Problem - Only the images get left out; everything else in the records is to be transcribed exactly.

Given records -
================================

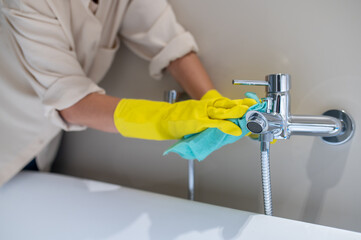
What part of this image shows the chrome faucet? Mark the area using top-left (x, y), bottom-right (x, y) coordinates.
top-left (233, 73), bottom-right (349, 140)
top-left (233, 73), bottom-right (355, 216)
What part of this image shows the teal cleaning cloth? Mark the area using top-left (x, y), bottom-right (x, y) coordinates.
top-left (163, 93), bottom-right (267, 161)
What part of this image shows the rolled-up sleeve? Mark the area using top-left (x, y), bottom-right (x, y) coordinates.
top-left (1, 1), bottom-right (104, 131)
top-left (120, 0), bottom-right (199, 80)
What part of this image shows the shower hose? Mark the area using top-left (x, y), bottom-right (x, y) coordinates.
top-left (261, 140), bottom-right (273, 216)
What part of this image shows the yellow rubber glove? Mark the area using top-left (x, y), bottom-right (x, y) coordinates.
top-left (114, 91), bottom-right (256, 140)
top-left (202, 89), bottom-right (256, 107)
top-left (200, 89), bottom-right (223, 100)
top-left (201, 89), bottom-right (257, 118)
top-left (203, 90), bottom-right (276, 143)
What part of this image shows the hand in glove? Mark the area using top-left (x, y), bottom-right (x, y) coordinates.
top-left (113, 90), bottom-right (257, 140)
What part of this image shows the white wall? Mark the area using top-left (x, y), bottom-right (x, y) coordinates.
top-left (53, 0), bottom-right (361, 232)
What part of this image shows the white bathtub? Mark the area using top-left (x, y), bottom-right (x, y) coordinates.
top-left (0, 172), bottom-right (360, 240)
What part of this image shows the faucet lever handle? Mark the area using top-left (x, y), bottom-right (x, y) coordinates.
top-left (232, 80), bottom-right (269, 86)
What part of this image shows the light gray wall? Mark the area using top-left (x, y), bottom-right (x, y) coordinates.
top-left (53, 0), bottom-right (361, 232)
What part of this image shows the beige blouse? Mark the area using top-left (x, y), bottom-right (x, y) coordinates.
top-left (0, 0), bottom-right (198, 185)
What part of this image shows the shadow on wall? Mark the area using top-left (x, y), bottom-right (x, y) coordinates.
top-left (302, 138), bottom-right (351, 223)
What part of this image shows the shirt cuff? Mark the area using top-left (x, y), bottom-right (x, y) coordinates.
top-left (42, 75), bottom-right (105, 131)
top-left (149, 32), bottom-right (199, 80)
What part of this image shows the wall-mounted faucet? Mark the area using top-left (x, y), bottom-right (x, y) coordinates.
top-left (233, 73), bottom-right (355, 216)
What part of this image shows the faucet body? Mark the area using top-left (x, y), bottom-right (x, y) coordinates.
top-left (234, 74), bottom-right (342, 139)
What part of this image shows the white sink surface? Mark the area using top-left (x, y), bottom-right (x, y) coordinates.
top-left (0, 172), bottom-right (360, 240)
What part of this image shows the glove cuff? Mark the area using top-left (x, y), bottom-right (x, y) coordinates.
top-left (200, 89), bottom-right (223, 100)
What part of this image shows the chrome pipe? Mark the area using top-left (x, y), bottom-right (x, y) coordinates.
top-left (188, 160), bottom-right (195, 201)
top-left (165, 90), bottom-right (177, 104)
top-left (288, 115), bottom-right (342, 137)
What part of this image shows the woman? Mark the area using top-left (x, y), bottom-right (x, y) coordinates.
top-left (0, 0), bottom-right (251, 185)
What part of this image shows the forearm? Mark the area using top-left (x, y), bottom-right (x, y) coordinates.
top-left (59, 53), bottom-right (214, 133)
top-left (167, 52), bottom-right (215, 100)
top-left (59, 93), bottom-right (120, 133)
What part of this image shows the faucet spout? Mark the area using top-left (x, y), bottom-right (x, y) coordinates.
top-left (246, 111), bottom-right (284, 135)
top-left (288, 115), bottom-right (342, 137)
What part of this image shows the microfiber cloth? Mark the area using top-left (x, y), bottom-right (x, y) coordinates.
top-left (163, 92), bottom-right (267, 161)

================================

Answer section -
What part of this image shows the chrome faucet? Mark the area using top-left (x, y), bottom-right (x, y) coordinates.
top-left (233, 73), bottom-right (349, 140)
top-left (233, 73), bottom-right (355, 216)
What part of this image shows the teal cleaning cloth? Mark the area using top-left (x, y), bottom-right (x, y) coordinates.
top-left (163, 93), bottom-right (267, 161)
What part of this image shows the rolled-up sleeve? Mark the area using top-left (x, y), bottom-right (x, y) coordinates.
top-left (1, 1), bottom-right (104, 131)
top-left (120, 0), bottom-right (199, 80)
What part of this image shows the shower hose? Mark the area using top-left (x, y), bottom-right (x, y) coordinates.
top-left (261, 140), bottom-right (273, 216)
What part of this image shows the yellow rubber glove? Mark the area using top-left (x, y), bottom-right (x, y) coordinates.
top-left (114, 91), bottom-right (256, 140)
top-left (202, 89), bottom-right (256, 107)
top-left (200, 89), bottom-right (223, 100)
top-left (201, 89), bottom-right (257, 118)
top-left (203, 90), bottom-right (276, 143)
What part of this image shows the hand in glove? Mark the area using top-left (x, y), bottom-right (x, y) coordinates.
top-left (113, 90), bottom-right (257, 140)
What part of this image shows the white wall? Mark the area using top-left (x, y), bottom-right (x, y) coordinates.
top-left (53, 0), bottom-right (361, 232)
What part of this image shows the white bathtub? Mark the area using top-left (x, y), bottom-right (x, y) coordinates.
top-left (0, 172), bottom-right (360, 240)
What part of this image shows the faucet lever handle? Mark the area using top-left (x, y), bottom-right (x, y) coordinates.
top-left (232, 80), bottom-right (269, 86)
What part of this image shows the light gray wall? Mark the area using top-left (x, y), bottom-right (x, y) coordinates.
top-left (53, 0), bottom-right (361, 232)
What part of this image shows the beige blouse? Mark the area using top-left (x, y), bottom-right (x, y) coordinates.
top-left (0, 0), bottom-right (198, 185)
What part of this image shows the shadow on wall? Mark the area using top-left (x, y), bottom-right (x, y) coordinates.
top-left (302, 138), bottom-right (351, 223)
What part of this image shows the shirt cuff? Mark the area using top-left (x, y), bottom-right (x, y) coordinates.
top-left (42, 75), bottom-right (105, 131)
top-left (149, 32), bottom-right (199, 80)
What part of this image shows the wall-mounted faucet? Mark the area using top-left (x, y), bottom-right (x, y) coordinates.
top-left (233, 73), bottom-right (355, 216)
What part of this image shows the faucet body? Mark the area using top-left (x, y), bottom-right (x, y) coordinates.
top-left (234, 74), bottom-right (342, 139)
What part of this image shows the white sink surface? Mark the area using top-left (x, y), bottom-right (x, y) coordinates.
top-left (0, 172), bottom-right (360, 240)
What part of this image shows the glove cuff? Mark the area using top-left (x, y), bottom-right (x, y) coordinates.
top-left (200, 89), bottom-right (223, 100)
What part of this image shows the chrome pipe? Mark the area using top-left (x, y), bottom-right (x, y) coordinates.
top-left (188, 160), bottom-right (195, 201)
top-left (165, 90), bottom-right (177, 104)
top-left (288, 115), bottom-right (342, 137)
What part of this image shows the woman? Mark the area using top-left (x, y), bottom-right (x, y) coordinates.
top-left (0, 0), bottom-right (251, 185)
What part of this image shows the forearm? Mark the area using top-left (x, y), bottom-right (x, y) coordinates.
top-left (59, 53), bottom-right (214, 133)
top-left (167, 52), bottom-right (215, 100)
top-left (59, 93), bottom-right (120, 133)
What part of this image shows the faucet spout? Mark the area using top-left (x, y), bottom-right (x, y) coordinates.
top-left (246, 111), bottom-right (284, 135)
top-left (288, 115), bottom-right (342, 137)
What part of this image shows the microfiber cloth? Mark the area using top-left (x, y), bottom-right (x, y) coordinates.
top-left (163, 92), bottom-right (267, 161)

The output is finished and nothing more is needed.